— start Source data —

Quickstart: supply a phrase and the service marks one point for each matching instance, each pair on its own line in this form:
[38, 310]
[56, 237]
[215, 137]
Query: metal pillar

— end Source data —

:: Task goal ::
Update the rows by changing "metal pillar" to "steel column" and leaving every other word and number as it stands.

:: Correct output ::
Quickstart: supply a phrase and the service marks one point for each matching instance, each pair on its own line in this form:
[38, 310]
[56, 237]
[215, 137]
Query: steel column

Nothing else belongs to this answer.